:: Given information ::
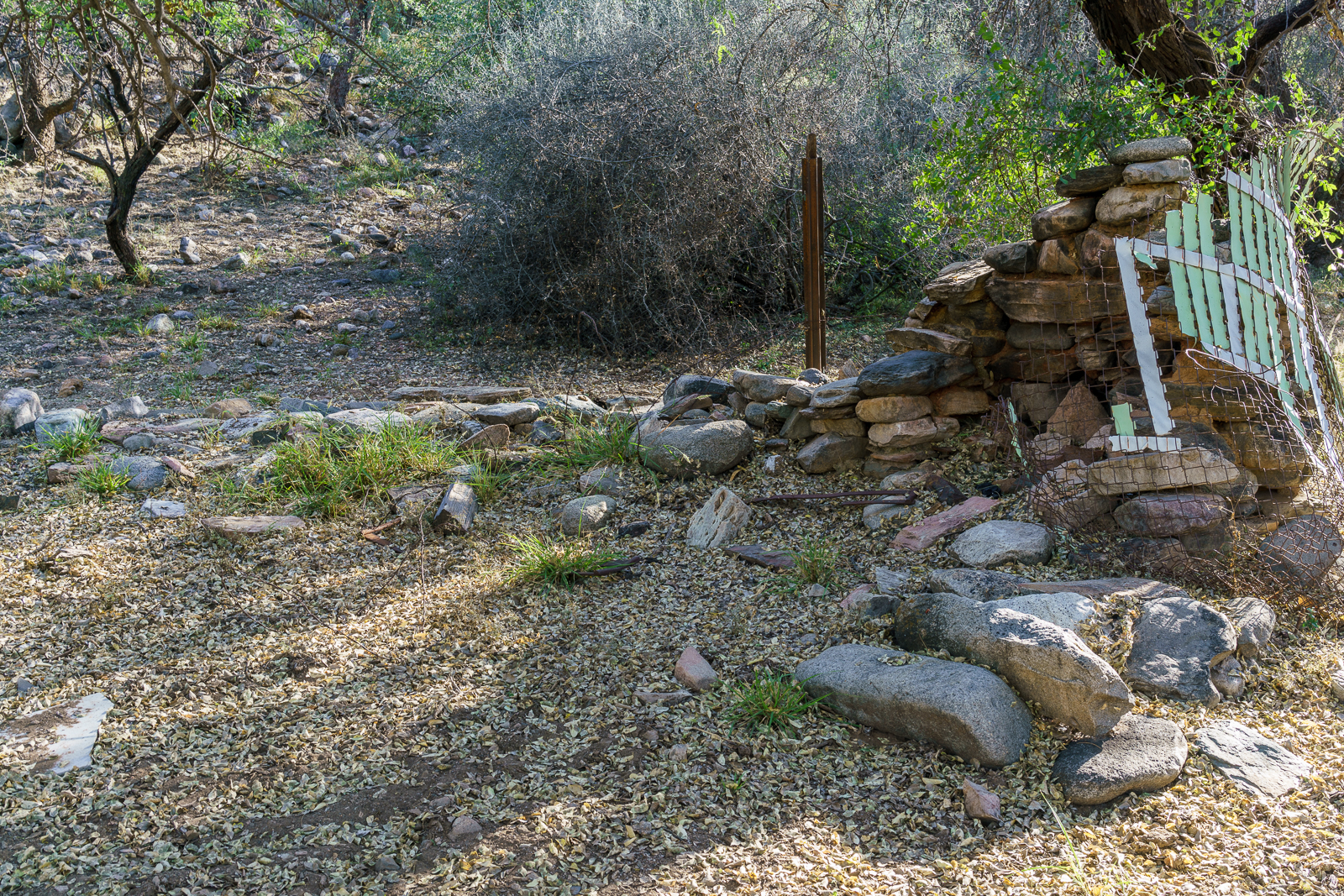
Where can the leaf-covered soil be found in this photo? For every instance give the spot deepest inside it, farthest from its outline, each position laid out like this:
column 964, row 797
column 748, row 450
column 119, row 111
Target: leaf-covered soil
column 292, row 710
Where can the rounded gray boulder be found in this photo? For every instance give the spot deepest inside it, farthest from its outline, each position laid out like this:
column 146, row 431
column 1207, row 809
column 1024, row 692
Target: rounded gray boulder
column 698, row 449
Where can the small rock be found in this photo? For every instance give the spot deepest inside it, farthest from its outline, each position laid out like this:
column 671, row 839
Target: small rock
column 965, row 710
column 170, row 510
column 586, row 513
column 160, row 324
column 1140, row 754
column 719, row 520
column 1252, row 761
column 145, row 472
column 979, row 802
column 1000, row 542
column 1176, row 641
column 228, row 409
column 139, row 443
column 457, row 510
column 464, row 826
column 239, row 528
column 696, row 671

:: Directions for this task ::
Copy the material word for word, starting at the line that contains "Where can the rounded" and going through the last line of the material.

:: Finished task ::
Where can the rounded gray boulder be found in this photo? For every instance give the spot deepest inside it, farthest from its outline, each position laid out like this:
column 146, row 431
column 1207, row 809
column 1024, row 692
Target: rounded gray boulder
column 698, row 449
Where can the small rock be found in this photo? For every instance give the spot deepest inside it, farthest from its outline, each position laid out like this:
column 671, row 839
Target: small rock
column 965, row 710
column 170, row 510
column 586, row 513
column 160, row 324
column 1140, row 754
column 719, row 520
column 1252, row 761
column 145, row 472
column 979, row 802
column 1000, row 542
column 1176, row 641
column 228, row 409
column 139, row 443
column 457, row 510
column 464, row 826
column 239, row 528
column 696, row 671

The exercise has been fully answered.